**EXERCISE AIM**: The material is to be repeated exactly, from first line to last.

**RECORDS SUPPLIED**:
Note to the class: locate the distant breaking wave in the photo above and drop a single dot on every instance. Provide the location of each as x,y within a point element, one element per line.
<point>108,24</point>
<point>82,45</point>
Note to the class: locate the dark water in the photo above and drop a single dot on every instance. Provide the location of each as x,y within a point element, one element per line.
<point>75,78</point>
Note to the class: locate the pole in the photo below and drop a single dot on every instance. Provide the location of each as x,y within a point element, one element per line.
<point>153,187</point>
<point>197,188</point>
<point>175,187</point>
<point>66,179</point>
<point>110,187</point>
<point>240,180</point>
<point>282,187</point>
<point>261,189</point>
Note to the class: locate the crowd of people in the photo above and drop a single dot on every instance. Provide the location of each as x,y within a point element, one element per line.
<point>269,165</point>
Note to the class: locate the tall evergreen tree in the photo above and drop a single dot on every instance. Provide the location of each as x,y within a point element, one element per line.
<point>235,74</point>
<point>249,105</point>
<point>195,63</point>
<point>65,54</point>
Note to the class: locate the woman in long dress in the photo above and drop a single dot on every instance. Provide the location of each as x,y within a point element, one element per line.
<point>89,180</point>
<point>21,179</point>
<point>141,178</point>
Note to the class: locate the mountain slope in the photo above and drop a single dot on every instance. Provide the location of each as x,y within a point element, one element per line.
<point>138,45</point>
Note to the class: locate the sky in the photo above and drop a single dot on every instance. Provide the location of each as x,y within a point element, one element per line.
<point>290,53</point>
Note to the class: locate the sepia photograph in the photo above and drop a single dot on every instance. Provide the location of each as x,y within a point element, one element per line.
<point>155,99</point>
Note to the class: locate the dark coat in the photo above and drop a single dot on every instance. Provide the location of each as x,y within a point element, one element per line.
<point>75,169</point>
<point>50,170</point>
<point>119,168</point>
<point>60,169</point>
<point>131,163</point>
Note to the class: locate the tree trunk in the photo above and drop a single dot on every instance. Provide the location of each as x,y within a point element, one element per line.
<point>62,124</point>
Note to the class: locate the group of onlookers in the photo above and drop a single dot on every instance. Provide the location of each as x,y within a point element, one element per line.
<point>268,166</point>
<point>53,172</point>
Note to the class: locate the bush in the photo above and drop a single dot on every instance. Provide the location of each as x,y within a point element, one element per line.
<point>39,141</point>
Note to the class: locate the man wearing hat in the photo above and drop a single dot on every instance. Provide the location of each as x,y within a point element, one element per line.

**SOLUTION**:
Note to the class: locate the distant breaking wave in the photo above and drop a single dot on every instance. Provide the location of each as x,y within a point element, one element per line.
<point>108,24</point>
<point>82,45</point>
Note to the class: locate the dark water in the photo above and drop a single dot on every instance. Provide the location of each as x,y within a point element, one element per line.
<point>75,78</point>
Note to the class: locate the pole in the photo below and drop a single dot on every instance. Provide the location of each as x,y within a point element, one element per line.
<point>153,187</point>
<point>197,188</point>
<point>175,187</point>
<point>66,179</point>
<point>110,187</point>
<point>240,180</point>
<point>282,187</point>
<point>261,189</point>
Note to the class: locate the crowd of people in the photo above and drop a single dot on every instance. Provide the location of each as x,y within a point element, one element per line.
<point>269,165</point>
Note to the class: locate the tall evergreen tree in the photo above and drop a single dot on every instance. Provide the location of each as x,y within a point element, one element per line.
<point>235,74</point>
<point>249,105</point>
<point>195,63</point>
<point>65,54</point>
Note to the class: locate the woman in long dress in the photo above and drop a single dot on every instance. Provide the location of each as x,y within a point element, one element per line.
<point>89,180</point>
<point>21,179</point>
<point>141,178</point>
Note to the class: locate the mountain slope in the photo above and drop a single dot on every instance. Provide the location of each as x,y within a point element, one element per line.
<point>138,45</point>
Note to the class: locate the sky in the photo above and drop a single dot on every instance. Provide the location of each as x,y within a point element, one element per line.
<point>290,53</point>
Note to the class: locate the sepia photograph in the photo above and drop a single dot on every instance. Provide the location of each as x,y within a point element, one element per line.
<point>155,99</point>
Note to the class: locate the dark coat in the photo above and drop a single dot on every instance. Provide the location of each as x,y within a point element, one element per line.
<point>75,169</point>
<point>50,170</point>
<point>119,168</point>
<point>60,169</point>
<point>131,163</point>
Note to the class: locate the tree trunk in the photo above and drop a single dot on every instance. Provide the location of each as x,y within a point element, one element per line.
<point>62,124</point>
Note to the class: locate the group of onlookers in the photo above and drop a single dot on every instance. Provide the location of each as x,y within a point element, one element per line.
<point>268,166</point>
<point>53,172</point>
Note to the class: locate the bush in the photo above and drop a single dot on every instance. Provide the location of each as x,y within a point element, one element per line.
<point>39,141</point>
Note to the class: locate the man wearing hat in the photo above and drop a single dot on every instance. Provide the location of each as x,y within a point element, one element per line.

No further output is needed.